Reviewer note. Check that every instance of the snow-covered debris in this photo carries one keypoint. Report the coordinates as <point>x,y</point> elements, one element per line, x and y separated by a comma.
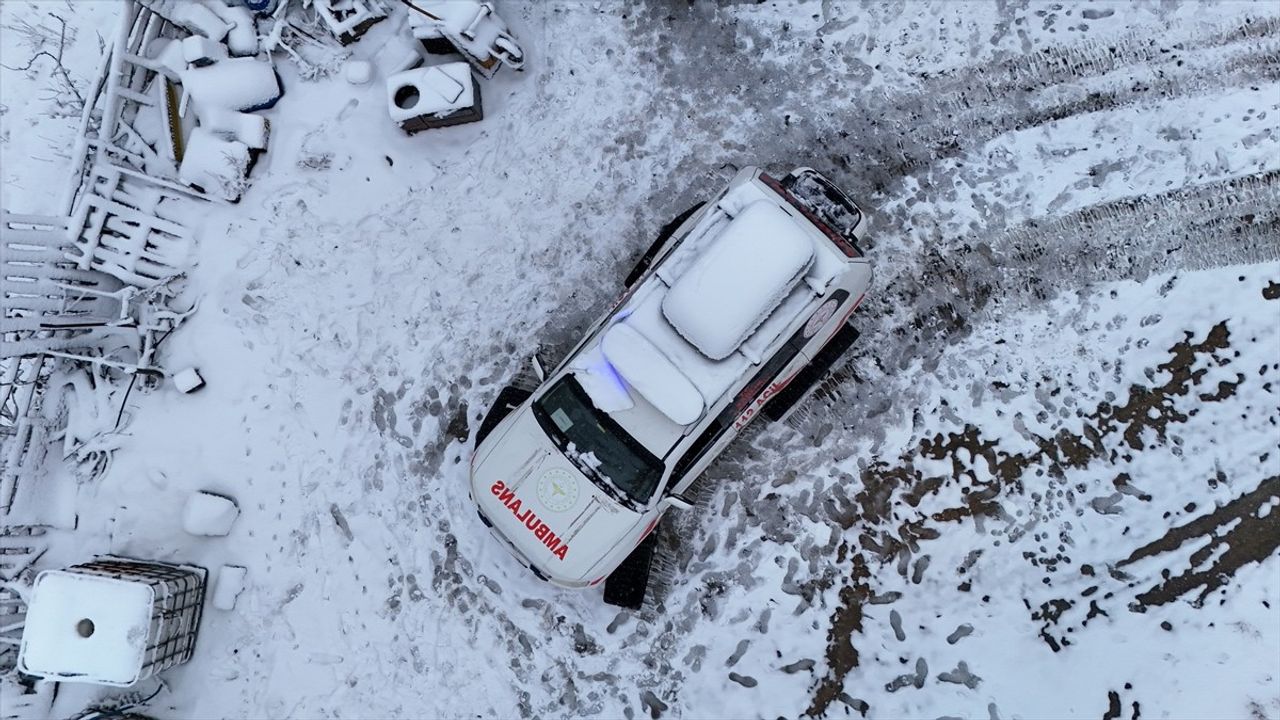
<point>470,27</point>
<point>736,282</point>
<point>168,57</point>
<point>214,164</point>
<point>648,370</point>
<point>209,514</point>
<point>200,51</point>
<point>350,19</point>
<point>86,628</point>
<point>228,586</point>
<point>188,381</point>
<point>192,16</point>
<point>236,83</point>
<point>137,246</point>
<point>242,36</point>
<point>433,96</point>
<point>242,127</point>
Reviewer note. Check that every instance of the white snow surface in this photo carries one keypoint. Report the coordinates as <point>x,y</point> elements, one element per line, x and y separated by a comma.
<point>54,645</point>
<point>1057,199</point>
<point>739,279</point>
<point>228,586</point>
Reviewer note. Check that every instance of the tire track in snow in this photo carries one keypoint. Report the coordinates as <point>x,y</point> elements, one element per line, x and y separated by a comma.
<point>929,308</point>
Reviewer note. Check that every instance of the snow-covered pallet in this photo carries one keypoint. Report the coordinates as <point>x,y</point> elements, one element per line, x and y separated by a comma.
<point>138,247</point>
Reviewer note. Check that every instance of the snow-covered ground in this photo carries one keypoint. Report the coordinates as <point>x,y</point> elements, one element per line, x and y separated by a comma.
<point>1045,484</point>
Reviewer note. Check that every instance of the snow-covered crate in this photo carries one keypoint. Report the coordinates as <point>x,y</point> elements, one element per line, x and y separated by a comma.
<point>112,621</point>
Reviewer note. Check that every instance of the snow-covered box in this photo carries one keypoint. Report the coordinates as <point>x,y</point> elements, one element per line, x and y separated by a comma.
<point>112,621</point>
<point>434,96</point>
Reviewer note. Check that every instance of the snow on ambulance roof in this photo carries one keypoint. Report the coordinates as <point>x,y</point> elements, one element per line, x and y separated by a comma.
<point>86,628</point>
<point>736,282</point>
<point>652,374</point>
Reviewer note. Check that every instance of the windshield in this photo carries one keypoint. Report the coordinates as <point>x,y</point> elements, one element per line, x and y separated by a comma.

——

To do
Rewrite the part of the records that runs from the start through the line containing "<point>242,127</point>", changing "snow-covered debris" to "snow-covered rubble" and keeping everything else the same. Leave the pictures out of your answer.

Solution to this exercise
Reviewer note. Check that every instance of the snow-covered rubble in this photo carries one keypoint. Report the coordinates as <point>x,y</point> elements, one element per line, x and y separated by a comma.
<point>470,27</point>
<point>736,282</point>
<point>168,57</point>
<point>214,164</point>
<point>648,370</point>
<point>209,514</point>
<point>200,51</point>
<point>350,19</point>
<point>86,628</point>
<point>228,586</point>
<point>188,381</point>
<point>192,16</point>
<point>236,83</point>
<point>137,246</point>
<point>242,36</point>
<point>433,96</point>
<point>242,127</point>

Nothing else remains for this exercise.